Fort Scott Biz

Community Colleges: The Open Door Our Communities Cannot Afford to Close by Jack Welch

FROM THE BLEACHERS-741
BY DR. JACK WELCH
Community Colleges: The Open Door Our Communities Cannot Afford to Close
Community colleges and K–12 public schools share a common mission, but they are not identical. Both exist to serve the public and to provide opportunities to all students, not just those who fit a narrow definition of readiness or success. Public K–12 education is fully funded and mandated to educate every child.
Community colleges, while grounded in the same spirit of access and inclusion, operate under financial constraints that limit how broadly they can serve, based largely on what the state provides.
Community colleges exist for one central purpose: to serve all students with opportunity. In that sense, they closely resemble our public K–12 schools. Public education does not select who deserves to learn; it accepts the responsibility to educate everyone, students who are accelerated, students with special education needs, and students who require additional support. Although not the same, community colleges carry that same public trust into higher education, striving to meet student needs within the realities of limited funding.

— Problems and tasks —
[1] Translate this sentence from the community colleges column into Spanish: "Community colleges exist for one central purpose: to serve all students with opportunity."
[2] According to the community colleges column, what limits how broadly community colleges can serve?
[3] Pick up the community colleges column after its last sentence and keep writing.

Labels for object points
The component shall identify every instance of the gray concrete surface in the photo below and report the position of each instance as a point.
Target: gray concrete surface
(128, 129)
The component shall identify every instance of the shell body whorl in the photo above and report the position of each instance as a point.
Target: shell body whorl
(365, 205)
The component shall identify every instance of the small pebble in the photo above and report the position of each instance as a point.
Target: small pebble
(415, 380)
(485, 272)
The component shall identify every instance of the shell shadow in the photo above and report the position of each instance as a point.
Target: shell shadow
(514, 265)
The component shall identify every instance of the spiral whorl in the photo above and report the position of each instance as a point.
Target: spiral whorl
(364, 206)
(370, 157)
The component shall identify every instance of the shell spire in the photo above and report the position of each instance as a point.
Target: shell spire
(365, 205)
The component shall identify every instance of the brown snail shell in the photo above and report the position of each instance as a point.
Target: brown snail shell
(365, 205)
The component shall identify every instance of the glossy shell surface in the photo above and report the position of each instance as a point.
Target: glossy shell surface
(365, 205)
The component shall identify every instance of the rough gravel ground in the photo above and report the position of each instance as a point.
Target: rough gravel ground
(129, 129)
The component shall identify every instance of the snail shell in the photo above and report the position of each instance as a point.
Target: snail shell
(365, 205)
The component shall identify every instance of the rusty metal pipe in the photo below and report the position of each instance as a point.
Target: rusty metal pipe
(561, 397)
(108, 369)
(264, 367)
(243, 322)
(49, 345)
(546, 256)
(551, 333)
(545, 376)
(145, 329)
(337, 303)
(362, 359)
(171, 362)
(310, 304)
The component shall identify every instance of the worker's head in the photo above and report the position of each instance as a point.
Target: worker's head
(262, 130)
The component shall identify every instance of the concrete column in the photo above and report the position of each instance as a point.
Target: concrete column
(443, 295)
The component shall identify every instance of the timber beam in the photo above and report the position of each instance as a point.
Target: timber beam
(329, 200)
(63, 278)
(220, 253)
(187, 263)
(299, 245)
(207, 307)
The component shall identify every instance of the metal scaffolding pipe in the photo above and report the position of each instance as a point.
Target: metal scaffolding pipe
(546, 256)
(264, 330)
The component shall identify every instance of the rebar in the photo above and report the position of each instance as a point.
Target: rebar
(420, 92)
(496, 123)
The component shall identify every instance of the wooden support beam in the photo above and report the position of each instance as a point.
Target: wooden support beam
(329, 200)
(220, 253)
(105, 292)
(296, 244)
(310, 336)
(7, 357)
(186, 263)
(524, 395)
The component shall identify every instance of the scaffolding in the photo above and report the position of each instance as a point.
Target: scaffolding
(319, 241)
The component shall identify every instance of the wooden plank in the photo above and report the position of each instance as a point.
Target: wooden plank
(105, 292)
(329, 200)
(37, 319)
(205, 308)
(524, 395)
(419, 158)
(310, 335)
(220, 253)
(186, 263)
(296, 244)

— Solved tasks —
[1] Los colegios comunitarios existen con un propósito central: servir a todos los estudiantes brindándoles oportunidades.

[2] Financial constraints, based largely on what the state provides.

[3]
For many students, the community college is the bridge between where they are and where they hope to be. If a student never graduated from high school, community colleges provide preparation and pathways to earn a GED. If a student struggles in core disciplines such as math, reading, or writing, community colleges offer tutoring and remedial education designed to strengthen foundational skills. These services are not optional extras; they are essential tools for educating and building a capable workforce.
Yet, instead of embracing this mission, some states have chosen not to properly fund remedial education. This decision raises a fundamental question: what is the alternative? If we deny educational support to those who need it most, we are not solving a problem, we are shifting it elsewhere. When people are excluded from education, communities pay the price through higher unemployment, increased dependence on public assistance, and, ultimately, higher crime rates. Education has always been the better, more cost-effective alternative.
The comparison to K–12 education is instructive. Public schools are legally and morally obligated to educate all students, regardless of ability or circumstance. Private schools, by contrast, are not required to accept everyone. The same divide is emerging in higher education.
Four-year institutions are increasingly offering associate degrees, yet they are not structured like community colleges. Large class sizes limit meaningful teacher-student relationships, and remedial tutoring systems are often inadequate or nonexistent. Many students are taught by graduate assistants rather than senior faculty, especially in the early years.
Community colleges do it differently, and better for this population. Faculty members are highly educated and focused on teaching. They instruct freshmen and sophomores with the same care and expertise that four-year universities reserve for juniors and seniors. Smaller class sizes, accessible professors, and built-in academic support give students a real chance to succeed from the start.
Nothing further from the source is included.